Start of Task data

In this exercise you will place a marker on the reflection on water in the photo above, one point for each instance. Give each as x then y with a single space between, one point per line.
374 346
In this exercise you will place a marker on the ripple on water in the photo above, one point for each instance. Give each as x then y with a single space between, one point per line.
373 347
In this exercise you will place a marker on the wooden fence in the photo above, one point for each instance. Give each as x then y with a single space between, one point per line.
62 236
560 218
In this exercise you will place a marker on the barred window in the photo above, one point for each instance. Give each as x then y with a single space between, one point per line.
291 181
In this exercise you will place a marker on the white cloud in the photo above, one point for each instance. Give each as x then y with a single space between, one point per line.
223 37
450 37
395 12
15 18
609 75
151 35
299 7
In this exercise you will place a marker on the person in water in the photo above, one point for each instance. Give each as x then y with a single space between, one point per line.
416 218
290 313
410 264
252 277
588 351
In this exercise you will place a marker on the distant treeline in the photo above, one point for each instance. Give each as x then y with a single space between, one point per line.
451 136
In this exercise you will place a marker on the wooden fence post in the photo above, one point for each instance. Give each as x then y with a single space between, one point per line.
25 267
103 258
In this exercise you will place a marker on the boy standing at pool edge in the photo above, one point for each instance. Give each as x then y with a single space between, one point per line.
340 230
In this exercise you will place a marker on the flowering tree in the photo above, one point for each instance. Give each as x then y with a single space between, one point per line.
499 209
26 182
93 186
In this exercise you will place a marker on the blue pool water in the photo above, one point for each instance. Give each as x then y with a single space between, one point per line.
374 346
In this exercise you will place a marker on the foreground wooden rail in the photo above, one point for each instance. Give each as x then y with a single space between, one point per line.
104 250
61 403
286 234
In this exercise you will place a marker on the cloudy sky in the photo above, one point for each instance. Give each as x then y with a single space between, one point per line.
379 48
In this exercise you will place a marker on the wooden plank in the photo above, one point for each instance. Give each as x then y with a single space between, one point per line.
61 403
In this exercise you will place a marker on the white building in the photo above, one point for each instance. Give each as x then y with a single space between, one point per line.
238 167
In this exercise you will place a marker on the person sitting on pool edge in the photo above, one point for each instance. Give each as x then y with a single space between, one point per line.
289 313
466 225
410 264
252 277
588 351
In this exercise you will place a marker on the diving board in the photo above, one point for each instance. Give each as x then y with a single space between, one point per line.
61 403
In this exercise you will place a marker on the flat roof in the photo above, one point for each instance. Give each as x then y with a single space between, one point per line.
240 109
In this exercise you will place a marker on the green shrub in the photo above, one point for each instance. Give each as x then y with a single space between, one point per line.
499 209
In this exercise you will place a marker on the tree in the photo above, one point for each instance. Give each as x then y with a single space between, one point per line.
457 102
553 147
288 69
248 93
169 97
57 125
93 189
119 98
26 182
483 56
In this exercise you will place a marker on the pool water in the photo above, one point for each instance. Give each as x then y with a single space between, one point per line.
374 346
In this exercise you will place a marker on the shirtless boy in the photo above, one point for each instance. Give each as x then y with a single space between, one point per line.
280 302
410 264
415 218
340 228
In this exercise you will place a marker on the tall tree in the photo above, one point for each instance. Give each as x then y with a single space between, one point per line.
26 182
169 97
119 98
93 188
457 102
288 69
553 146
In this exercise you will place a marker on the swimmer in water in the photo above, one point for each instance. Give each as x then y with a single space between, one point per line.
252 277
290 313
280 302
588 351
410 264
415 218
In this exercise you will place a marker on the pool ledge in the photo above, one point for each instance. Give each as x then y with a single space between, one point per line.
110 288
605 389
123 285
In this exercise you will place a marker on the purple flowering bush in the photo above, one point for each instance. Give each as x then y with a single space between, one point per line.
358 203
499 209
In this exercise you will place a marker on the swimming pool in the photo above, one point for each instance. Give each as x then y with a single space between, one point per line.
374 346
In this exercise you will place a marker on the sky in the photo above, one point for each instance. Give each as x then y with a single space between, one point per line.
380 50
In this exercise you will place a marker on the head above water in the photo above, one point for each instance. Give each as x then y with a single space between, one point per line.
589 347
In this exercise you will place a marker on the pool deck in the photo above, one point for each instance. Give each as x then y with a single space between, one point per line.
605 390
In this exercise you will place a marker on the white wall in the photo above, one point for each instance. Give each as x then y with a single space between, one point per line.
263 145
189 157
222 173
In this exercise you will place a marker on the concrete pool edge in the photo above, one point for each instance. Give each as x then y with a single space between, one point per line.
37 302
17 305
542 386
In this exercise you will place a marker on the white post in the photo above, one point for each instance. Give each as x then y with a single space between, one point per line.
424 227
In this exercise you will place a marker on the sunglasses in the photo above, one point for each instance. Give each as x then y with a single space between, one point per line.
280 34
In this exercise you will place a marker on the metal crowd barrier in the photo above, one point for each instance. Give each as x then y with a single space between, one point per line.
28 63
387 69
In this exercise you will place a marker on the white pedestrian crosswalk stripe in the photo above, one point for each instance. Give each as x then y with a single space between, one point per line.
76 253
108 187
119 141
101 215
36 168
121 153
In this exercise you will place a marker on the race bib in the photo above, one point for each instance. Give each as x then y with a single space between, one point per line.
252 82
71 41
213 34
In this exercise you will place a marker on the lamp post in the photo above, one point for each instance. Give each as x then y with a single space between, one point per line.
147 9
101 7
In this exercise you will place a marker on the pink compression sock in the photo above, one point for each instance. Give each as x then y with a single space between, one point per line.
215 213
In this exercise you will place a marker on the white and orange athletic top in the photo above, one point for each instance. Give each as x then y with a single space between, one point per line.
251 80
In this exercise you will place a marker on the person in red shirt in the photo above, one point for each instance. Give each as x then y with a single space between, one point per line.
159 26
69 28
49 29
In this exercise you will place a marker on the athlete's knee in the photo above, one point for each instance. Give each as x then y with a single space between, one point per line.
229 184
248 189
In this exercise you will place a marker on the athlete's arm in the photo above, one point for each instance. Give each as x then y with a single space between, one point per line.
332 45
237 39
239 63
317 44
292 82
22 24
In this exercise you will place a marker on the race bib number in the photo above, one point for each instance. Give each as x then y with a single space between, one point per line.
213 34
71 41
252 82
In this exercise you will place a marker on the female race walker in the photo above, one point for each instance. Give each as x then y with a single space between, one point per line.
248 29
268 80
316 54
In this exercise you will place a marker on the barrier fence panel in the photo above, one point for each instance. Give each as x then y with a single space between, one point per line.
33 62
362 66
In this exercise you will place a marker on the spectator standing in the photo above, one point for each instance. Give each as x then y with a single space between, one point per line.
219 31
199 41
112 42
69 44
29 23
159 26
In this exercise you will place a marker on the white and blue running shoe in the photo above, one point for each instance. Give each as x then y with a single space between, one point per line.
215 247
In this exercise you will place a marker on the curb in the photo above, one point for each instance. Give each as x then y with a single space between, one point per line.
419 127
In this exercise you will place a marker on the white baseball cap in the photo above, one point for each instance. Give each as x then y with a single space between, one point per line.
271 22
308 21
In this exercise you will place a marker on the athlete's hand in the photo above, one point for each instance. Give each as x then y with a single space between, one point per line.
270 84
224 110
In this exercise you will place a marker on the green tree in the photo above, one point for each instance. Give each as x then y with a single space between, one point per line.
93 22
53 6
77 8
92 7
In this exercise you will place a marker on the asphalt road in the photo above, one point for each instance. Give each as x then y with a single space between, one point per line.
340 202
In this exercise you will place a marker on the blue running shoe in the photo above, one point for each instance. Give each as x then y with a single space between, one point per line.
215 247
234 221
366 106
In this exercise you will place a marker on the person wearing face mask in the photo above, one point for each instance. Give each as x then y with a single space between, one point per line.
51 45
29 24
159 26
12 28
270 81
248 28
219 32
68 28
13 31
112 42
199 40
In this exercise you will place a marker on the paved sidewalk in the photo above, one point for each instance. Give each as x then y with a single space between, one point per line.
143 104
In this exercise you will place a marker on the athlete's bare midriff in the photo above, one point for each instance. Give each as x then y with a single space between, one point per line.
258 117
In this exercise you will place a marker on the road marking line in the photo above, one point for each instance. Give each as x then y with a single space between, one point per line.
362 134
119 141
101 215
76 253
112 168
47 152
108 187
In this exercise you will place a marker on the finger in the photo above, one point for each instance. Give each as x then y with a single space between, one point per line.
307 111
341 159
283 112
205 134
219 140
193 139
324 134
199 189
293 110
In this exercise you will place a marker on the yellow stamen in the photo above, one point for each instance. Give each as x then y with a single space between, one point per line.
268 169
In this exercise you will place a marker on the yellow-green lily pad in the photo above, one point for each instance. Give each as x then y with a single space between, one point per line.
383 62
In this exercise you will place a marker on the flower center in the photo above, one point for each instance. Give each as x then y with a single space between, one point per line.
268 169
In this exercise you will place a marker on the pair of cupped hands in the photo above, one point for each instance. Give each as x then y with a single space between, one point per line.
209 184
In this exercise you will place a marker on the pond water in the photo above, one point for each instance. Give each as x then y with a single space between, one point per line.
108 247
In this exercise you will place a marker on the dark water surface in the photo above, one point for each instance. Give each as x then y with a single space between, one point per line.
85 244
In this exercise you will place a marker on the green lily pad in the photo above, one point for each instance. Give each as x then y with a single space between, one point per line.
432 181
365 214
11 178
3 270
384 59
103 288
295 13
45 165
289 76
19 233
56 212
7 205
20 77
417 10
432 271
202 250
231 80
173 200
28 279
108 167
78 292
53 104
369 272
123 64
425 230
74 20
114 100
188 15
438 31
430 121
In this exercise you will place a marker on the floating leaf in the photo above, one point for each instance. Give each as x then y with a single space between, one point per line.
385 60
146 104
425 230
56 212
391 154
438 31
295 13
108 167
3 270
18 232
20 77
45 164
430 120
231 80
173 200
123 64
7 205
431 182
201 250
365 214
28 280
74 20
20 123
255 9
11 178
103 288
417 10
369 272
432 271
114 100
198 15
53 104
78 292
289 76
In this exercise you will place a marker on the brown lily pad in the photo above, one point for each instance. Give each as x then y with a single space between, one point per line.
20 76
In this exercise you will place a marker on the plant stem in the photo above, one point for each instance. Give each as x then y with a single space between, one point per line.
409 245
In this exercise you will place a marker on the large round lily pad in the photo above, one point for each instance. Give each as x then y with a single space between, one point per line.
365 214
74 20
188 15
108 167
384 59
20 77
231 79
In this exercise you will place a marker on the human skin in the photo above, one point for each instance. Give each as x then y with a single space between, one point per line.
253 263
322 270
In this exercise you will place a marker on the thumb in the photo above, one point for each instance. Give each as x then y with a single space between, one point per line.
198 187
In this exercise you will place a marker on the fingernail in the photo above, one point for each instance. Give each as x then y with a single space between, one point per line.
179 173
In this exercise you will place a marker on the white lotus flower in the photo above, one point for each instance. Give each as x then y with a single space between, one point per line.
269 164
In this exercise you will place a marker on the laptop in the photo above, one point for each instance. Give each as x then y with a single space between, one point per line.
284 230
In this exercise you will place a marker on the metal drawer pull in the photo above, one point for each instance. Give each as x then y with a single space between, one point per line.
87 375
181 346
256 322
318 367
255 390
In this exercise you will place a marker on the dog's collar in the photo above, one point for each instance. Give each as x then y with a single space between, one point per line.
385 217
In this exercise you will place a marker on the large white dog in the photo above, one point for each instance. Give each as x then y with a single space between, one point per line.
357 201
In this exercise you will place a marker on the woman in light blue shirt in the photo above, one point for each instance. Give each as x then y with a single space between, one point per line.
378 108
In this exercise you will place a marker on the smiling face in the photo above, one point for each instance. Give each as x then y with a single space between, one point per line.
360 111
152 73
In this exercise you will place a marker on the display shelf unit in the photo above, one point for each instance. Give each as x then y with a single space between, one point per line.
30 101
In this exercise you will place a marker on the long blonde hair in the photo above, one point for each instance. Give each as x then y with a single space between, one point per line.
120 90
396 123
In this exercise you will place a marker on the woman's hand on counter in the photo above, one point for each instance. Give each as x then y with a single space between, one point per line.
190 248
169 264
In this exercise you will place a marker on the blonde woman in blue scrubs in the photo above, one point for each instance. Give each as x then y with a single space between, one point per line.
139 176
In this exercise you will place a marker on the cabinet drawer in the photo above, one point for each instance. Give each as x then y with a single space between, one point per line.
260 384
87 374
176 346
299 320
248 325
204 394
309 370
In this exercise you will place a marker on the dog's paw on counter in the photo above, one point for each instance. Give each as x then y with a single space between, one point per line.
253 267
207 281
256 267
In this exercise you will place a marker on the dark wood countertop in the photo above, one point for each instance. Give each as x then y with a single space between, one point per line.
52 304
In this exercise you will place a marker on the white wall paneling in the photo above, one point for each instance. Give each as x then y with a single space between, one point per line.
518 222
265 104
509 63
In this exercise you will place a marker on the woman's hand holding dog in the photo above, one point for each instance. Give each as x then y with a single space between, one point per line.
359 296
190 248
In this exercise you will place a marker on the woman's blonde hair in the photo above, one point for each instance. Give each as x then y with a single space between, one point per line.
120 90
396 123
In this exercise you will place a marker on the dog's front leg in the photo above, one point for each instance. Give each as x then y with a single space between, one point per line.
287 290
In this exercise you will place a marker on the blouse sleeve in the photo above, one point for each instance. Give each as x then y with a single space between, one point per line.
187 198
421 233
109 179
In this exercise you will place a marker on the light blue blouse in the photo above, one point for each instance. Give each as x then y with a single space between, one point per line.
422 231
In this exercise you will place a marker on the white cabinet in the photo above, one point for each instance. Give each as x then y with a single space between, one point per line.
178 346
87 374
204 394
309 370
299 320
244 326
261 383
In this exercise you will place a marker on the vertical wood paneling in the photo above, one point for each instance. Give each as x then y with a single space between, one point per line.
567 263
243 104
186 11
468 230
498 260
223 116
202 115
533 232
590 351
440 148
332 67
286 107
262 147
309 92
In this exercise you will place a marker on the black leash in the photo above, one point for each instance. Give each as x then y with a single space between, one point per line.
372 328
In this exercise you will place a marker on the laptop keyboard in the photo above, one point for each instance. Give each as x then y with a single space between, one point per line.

End of Task data

→ Problem
Your task is to return, exactly and on their own, the lines from the one containing "the dog's front" through the last line of the listing.

→ Written response
In this exercise you will place a marker on the dog's front leg in the photo above, one point for each instance. Give each as x then y with a single space between, one point per line.
287 290
In this exercise you will place a marker on the blouse sleeve in the photo above, one point for each instance. Give each as x then y with a single space between, one point per line.
187 198
421 233
109 179
In this exercise you will place a marker on the light blue blouse in the photo above, one point for each instance. Give each as x then y with a single space between, one point per line.
422 231
In this exercise you will place a marker on the white cabinet in the photo above, one point for each instance. Give each as x then y with a single space between, one point per line.
178 346
87 374
204 394
309 370
299 320
244 326
261 383
In this exercise you will place a marker on the vertical wood paneling in the photo above, one point for each instance. Give each as x then y with a single space between, one point per line.
567 263
243 104
186 11
468 230
498 260
223 116
202 115
533 232
590 351
440 148
332 67
286 107
262 147
309 92
In this exercise you will place a marker on the black leash in the photo above, one point for each instance. Give each as x then y with a single space between, one point per line.
372 328
In this exercise you will place a marker on the laptop keyboard in the photo above, one point for each instance. Give each as x then y with a single space between, one point per line.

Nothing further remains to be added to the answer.